--- Goal ---
Which lines in the items below contain the string "column"? Gather every such line, treating uppercase and lowercase letters as different.

Dataset items about where objects are located
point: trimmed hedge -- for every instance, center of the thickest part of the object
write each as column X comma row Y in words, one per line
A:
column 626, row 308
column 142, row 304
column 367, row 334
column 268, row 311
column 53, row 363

--- Answer to this task ---
write each as column X comma row Y in words, one per line
column 626, row 308
column 142, row 304
column 367, row 334
column 268, row 311
column 53, row 363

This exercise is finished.